### Given instruction
Reproduce the data below line for line, with no changes.

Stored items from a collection
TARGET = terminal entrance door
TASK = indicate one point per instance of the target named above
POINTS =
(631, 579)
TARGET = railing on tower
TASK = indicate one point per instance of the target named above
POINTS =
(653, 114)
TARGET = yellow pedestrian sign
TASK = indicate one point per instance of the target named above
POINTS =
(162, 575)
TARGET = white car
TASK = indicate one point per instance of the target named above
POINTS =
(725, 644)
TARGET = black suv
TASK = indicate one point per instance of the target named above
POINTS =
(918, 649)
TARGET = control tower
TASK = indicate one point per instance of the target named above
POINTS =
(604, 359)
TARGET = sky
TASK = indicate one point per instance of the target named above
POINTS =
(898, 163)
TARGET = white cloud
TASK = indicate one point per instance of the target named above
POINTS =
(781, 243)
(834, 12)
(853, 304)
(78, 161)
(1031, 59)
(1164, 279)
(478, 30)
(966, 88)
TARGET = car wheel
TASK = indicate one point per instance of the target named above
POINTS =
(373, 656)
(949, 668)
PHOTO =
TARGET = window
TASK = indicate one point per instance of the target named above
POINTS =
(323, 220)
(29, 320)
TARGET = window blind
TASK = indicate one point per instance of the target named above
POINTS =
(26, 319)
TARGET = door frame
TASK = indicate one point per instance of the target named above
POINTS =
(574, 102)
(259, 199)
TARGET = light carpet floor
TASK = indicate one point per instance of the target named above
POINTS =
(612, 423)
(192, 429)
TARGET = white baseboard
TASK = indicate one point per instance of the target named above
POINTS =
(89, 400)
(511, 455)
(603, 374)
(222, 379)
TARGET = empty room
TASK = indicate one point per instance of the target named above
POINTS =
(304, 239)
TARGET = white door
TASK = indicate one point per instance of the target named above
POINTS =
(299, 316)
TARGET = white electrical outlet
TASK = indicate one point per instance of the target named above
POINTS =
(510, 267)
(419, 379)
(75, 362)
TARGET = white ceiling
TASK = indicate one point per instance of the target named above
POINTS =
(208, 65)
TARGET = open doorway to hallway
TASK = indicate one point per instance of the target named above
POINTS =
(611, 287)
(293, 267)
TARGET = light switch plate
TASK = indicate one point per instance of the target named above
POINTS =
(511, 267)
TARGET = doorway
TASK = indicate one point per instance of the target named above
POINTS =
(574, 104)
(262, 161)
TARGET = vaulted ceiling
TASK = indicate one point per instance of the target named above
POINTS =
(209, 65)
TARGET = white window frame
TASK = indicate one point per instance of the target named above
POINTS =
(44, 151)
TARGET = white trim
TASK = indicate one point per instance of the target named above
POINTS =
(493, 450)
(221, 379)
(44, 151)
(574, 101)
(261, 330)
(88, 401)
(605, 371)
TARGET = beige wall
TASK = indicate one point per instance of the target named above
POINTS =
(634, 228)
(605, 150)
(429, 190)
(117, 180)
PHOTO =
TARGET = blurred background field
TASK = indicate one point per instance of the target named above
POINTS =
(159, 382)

### Reply
TARGET = terminal entrance door
TASK = indicate one point per instance of the target named above
POINTS =
(631, 579)
TARGET = railing on tower
TASK = indicate one point per instance of the target named above
POINTS =
(653, 114)
TARGET = yellow pedestrian sign
TASK = indicate one point per instance of the target named above
POINTS =
(162, 575)
TARGET = white car
TASK = indicate one point per instance of the target named above
POINTS =
(725, 644)
TARGET = black suv
TASK = indicate one point per instance of the target named above
POINTS =
(918, 649)
TARGET = control tower
TASK = indicate one point per instance of the target named above
POINTS =
(604, 359)
TARGET = sky
TASK = indicate one point per instance of the target named above
POINTS =
(898, 163)
TARGET = white cloud
TASK = indicate one point per instance of the target named above
POINTS =
(781, 243)
(834, 12)
(853, 304)
(78, 161)
(1031, 59)
(1164, 279)
(478, 30)
(966, 88)
TARGET = car wheel
TASK = indicate one point per instance of the target named above
POINTS =
(373, 656)
(949, 668)
PHOTO =
TARGET = window
TASK = indicate one point per instance of the target named above
POINTS =
(323, 220)
(29, 320)
TARGET = window blind
TASK = indicate one point per instance of the target named above
POINTS =
(26, 319)
TARGET = door frame
TASK = indicate one point per instance of the target named above
POINTS =
(574, 102)
(259, 199)
TARGET = light carpet floor
TASK = indicate one point per instance of the target named above
POINTS =
(612, 423)
(192, 429)
TARGET = white baseboard
TASK = indicate one point per instance of the target named above
POINTS =
(89, 400)
(511, 455)
(603, 374)
(222, 379)
TARGET = empty room
TASK = indicate one point per instance of the target named above
POINTS =
(304, 239)
TARGET = white door
TASK = indicate one point per instance of the target named above
POINTS =
(299, 316)
TARGET = white electrical outlet
TASK = indicate one point per instance of the target named above
POINTS =
(510, 267)
(419, 379)
(75, 362)
TARGET = white ceiling
TASK = indicate one point per instance of the target named above
POINTS =
(208, 65)
TARGET = open doorway to hallway
TASK = indicate one point per instance of the target named above
POINTS =
(611, 287)
(293, 267)
TARGET = light switch plate
TASK = indicate one point per instance of the target named above
POINTS =
(511, 267)
TARGET = doorway
TASK = indicate one point per instance of the target named above
POINTS =
(574, 104)
(262, 161)
TARGET = vaulted ceiling
TASK = indicate one point per instance of the target named above
POINTS =
(209, 65)
TARGET = white window frame
TASK = indicate one point per instance of the target named above
POINTS =
(44, 151)
TARGET = white trim
TASK = indicate one point per instance of the target named above
POINTS =
(493, 450)
(221, 379)
(44, 151)
(574, 101)
(261, 330)
(88, 401)
(605, 371)
TARGET = beige wall
TASK = indicate one point per instance of the target named above
POINTS =
(634, 228)
(605, 150)
(429, 190)
(117, 180)
PHOTO =
TARGET = blurred background field
TASK = indicate one point per instance of the target named above
POINTS =
(159, 382)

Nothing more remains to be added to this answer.